Problem requirements
Print every one of the lines below word for word, changing nothing.

Exercise data
*****

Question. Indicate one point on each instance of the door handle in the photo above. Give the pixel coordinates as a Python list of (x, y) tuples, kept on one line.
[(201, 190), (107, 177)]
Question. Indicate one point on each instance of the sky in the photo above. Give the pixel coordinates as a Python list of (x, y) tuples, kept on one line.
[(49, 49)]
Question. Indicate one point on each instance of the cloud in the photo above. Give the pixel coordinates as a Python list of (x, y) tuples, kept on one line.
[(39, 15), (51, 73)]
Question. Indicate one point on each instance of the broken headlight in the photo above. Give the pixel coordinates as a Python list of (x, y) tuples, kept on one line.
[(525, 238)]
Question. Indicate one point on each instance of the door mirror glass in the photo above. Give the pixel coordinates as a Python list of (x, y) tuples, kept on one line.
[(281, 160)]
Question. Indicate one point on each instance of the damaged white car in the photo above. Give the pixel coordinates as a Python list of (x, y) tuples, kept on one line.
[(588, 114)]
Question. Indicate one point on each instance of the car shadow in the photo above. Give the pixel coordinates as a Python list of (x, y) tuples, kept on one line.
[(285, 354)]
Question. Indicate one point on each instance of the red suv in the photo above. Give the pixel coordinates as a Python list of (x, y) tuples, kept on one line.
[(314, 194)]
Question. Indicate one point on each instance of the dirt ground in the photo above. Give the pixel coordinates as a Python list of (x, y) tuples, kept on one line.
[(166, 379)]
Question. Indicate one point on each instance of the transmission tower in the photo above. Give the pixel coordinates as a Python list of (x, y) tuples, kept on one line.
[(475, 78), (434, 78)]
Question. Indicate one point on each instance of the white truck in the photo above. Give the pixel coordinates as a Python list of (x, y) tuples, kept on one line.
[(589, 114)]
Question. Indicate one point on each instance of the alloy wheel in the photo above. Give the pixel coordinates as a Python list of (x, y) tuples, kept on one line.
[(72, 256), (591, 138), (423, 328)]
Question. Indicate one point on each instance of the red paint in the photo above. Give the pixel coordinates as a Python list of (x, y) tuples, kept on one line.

*****

Reply
Question. Indicate one point on each instance of the door handle in the photo above. Give the pixel coordinates as a Python list of (x, y) tuples, kept on one line.
[(201, 190), (107, 177)]
Question. Indicate one point on each instance of the sky in the photo above. Give the pixel coordinates as a Python list of (x, y) tuples, kept on one line.
[(49, 49)]
Question. Indicate one point on each instance of the cloud in the photo above. Give the pixel coordinates as a Python list of (x, y) tuples, kept on one line.
[(39, 15), (51, 73)]
Question. Indicate one point on each instance of the broken headlight in the photo above. Give the pixel coordinates as a Python list of (x, y) tuples, kept on one line.
[(525, 238)]
Question. Indicate one point on each instance of the door mirror glass in the photo above. Give the pixel coordinates as a Python list of (x, y) tuples, kept on one line.
[(281, 160)]
Question. Indicate one point on each instance of the damaged white car in the photo above. Give the pixel coordinates as a Python list of (x, y) tuples, kept on one line.
[(588, 114)]
Question. Indicate one point on each instance of the car shadow in the photo above. Give the pixel coordinates as a Python list of (x, y) tuples, kept on one line.
[(285, 354)]
Question. Indicate one point on each instance of the red suv in the photo above. Give the pixel coordinates as a Python list of (x, y) tuples, kept on one line.
[(314, 194)]
Question. Indicate one point on each instance of the dirt ground in the photo above. Give the pixel coordinates as a Python list of (x, y) tuples, kept on one line.
[(166, 379)]
Question. Indicate one point on each instance of the transmission tower in the photo above. Give the pixel coordinates as a Python list of (x, y) tuples, kept on one line.
[(475, 78), (434, 78)]
Question. Indicate one point on each instance of the white truck in the photo above. Give the pixel coordinates as a Python list of (x, y) tuples, kept on one line.
[(589, 114)]
Question. Indicate one point on each instance of the alloy wheel in the photo above. Give the pixel coordinates as a Python list of (x, y) tuples, kept on one line.
[(72, 256), (591, 138), (423, 328)]
Question. Indicate one point on each instance of the red paint in the photo above. Give the pixel coordinates as a Python list of (x, y) tuples, kept on one line.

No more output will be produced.